:: Source text ::

The problem Dan brings up is that one or two chains might consume all of your memory. If you have a small computer or if you have lot of data or if your model builds a very large expression graph during autodiff, you can run out of memory before firing up four parallel chains. In these cases, running multi-threaded or even multi-process can be a win because threads can share memory and the spawned processes may only have to deal with a single shard of the data (be it a block of a matrix in a multiplication or a fold of data in a distributed likelihood calculation).
This isn’t usually a concern for someone with 8GB or 16GB of memory and four cores fitting models consuming all their local computer power. I’m probably not going to try to fit a model with 2GB of data on my notebook. But I do realize other people have smaller notebooks. Dan had a Macbook Air when I saw him last week; that might not even be powerful enough to compile Stan without swapping.

:::

Work required: Continue the passage on memory limits when running parallel chains, starting after its last sentence.

:: Data for review ::

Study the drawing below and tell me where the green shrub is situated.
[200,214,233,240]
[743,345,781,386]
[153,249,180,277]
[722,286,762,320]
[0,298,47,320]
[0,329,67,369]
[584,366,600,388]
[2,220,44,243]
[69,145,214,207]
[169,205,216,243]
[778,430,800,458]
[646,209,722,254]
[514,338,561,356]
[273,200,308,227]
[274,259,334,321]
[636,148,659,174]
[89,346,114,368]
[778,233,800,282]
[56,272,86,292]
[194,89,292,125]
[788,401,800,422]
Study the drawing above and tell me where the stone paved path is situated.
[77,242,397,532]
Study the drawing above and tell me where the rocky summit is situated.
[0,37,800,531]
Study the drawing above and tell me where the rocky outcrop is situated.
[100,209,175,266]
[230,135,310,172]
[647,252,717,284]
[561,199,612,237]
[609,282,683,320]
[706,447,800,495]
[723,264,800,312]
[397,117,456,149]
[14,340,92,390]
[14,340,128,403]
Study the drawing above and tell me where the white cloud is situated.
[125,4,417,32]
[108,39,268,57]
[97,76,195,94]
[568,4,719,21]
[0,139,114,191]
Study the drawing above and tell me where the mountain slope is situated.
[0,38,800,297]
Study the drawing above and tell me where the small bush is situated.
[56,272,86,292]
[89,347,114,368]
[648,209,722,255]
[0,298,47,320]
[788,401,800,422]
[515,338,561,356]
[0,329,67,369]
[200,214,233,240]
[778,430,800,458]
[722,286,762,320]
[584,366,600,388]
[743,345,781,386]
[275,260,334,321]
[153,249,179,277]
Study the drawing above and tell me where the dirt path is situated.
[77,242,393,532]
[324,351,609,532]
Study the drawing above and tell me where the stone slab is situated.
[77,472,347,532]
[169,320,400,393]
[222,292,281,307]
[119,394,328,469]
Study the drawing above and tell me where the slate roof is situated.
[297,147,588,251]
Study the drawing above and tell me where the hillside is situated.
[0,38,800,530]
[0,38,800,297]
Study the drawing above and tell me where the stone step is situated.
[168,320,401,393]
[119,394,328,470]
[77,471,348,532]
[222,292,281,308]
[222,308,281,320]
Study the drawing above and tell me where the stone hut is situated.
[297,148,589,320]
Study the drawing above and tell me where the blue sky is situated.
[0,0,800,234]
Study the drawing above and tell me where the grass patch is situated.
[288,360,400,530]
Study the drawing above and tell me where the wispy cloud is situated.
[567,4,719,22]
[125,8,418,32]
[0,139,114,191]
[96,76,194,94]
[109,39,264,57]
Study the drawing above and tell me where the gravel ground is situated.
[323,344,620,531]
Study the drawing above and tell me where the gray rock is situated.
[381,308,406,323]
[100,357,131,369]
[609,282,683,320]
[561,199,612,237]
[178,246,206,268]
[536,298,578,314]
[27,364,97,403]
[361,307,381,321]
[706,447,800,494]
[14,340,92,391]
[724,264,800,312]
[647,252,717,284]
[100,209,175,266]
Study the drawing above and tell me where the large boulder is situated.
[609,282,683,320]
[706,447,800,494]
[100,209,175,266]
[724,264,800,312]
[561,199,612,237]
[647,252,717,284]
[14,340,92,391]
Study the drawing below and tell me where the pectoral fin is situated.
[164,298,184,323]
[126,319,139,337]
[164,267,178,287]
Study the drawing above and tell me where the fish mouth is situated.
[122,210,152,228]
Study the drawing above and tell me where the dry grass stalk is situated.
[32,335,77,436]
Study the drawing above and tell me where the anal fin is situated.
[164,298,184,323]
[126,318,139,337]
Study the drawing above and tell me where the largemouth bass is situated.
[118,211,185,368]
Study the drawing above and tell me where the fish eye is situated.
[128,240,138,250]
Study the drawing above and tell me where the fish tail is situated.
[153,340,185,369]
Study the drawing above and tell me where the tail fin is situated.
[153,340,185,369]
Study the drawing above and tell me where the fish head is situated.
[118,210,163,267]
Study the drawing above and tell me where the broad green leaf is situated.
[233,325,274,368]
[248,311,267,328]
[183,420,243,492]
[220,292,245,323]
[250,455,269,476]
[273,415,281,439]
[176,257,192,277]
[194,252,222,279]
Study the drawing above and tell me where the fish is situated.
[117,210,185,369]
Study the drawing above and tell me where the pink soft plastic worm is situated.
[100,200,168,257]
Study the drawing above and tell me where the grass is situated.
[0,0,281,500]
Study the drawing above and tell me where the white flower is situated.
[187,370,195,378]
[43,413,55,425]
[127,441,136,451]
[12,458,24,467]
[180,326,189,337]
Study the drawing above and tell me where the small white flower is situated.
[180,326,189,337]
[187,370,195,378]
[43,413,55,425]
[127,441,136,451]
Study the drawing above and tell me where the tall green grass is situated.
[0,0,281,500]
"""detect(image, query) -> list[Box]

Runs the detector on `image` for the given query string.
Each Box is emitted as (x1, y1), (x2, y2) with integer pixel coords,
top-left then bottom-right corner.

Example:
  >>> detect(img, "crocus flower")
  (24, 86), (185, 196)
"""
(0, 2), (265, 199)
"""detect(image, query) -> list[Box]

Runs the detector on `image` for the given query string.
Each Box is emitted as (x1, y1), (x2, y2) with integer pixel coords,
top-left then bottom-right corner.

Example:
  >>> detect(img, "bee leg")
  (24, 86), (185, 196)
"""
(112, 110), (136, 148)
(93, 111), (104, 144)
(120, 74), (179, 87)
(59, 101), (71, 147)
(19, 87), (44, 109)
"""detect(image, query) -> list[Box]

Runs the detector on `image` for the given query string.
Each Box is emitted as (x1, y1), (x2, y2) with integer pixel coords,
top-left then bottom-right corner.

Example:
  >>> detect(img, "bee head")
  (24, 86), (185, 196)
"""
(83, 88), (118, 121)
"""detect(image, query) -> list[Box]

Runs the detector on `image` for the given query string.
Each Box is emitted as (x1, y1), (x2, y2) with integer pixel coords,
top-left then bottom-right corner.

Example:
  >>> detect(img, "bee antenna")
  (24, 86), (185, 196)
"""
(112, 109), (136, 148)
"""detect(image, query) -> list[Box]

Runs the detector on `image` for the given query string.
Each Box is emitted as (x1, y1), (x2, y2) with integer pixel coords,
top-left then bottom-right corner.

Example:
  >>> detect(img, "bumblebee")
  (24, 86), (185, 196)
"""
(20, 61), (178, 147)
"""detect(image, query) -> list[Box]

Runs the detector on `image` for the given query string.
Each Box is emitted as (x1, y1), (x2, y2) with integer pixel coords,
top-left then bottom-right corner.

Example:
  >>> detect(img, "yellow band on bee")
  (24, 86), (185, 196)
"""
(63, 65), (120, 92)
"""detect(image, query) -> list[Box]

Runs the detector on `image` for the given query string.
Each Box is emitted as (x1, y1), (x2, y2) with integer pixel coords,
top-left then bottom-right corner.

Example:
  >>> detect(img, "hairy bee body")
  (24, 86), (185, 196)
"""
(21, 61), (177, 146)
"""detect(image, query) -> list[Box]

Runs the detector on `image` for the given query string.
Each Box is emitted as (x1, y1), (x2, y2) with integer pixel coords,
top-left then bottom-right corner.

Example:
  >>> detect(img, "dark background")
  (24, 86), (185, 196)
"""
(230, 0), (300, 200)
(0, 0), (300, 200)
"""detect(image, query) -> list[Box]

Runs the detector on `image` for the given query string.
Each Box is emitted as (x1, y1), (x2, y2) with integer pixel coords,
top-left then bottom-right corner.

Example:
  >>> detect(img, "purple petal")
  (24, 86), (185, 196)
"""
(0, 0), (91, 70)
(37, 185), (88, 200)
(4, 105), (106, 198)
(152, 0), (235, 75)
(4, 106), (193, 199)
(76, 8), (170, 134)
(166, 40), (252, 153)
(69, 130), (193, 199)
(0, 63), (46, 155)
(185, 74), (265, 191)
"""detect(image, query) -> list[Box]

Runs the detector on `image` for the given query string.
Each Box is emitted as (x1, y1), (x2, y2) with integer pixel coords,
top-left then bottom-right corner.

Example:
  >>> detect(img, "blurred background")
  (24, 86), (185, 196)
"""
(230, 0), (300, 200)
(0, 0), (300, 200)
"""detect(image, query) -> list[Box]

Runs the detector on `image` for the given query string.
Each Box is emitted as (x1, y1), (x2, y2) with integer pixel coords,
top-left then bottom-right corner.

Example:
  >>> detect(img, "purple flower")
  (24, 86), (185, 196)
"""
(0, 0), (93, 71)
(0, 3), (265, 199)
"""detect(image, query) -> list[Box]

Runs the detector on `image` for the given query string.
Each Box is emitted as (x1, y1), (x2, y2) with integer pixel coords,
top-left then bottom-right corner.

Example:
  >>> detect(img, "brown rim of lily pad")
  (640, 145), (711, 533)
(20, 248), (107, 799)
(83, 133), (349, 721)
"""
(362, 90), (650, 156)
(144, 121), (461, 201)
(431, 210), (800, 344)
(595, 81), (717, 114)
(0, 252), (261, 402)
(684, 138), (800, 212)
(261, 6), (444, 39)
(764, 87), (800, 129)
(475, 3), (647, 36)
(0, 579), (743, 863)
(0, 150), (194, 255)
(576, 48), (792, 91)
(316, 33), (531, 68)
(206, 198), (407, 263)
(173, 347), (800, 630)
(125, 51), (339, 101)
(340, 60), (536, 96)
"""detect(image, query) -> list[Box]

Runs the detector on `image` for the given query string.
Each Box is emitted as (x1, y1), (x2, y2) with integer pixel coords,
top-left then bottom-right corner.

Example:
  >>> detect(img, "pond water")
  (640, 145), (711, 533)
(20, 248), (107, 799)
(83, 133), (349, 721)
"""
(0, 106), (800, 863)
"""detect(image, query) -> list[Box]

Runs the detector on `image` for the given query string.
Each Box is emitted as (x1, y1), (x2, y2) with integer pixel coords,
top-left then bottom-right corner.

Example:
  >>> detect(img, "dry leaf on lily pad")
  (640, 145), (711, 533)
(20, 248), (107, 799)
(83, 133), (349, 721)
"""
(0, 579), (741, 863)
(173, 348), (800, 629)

:::

Answer for the task:
On the other end, we also run into scalability issues. If you have sixteen cores on your local machine, you won’t get much benefit in wall-time to usable answer. The problem there is that we want to run four chains for diagnostic purposes, but sixteen just increases our marginal effective sample size per unit time.
If the goal is a large effective sample size, MCMC is embarassingly parallel. If the goal is to find a single effective draw from the posterior (an effective sample size of one), running in parallel doesn’t help (other than the critical role of diagnosing cases where you don’t have a single effective draw).
P.S. Dan’s not disagreeing about what’s built into Stan. The capability to run parallel chains is built into RStan (and presumably PyStan; it’s easy to run in CmdStan).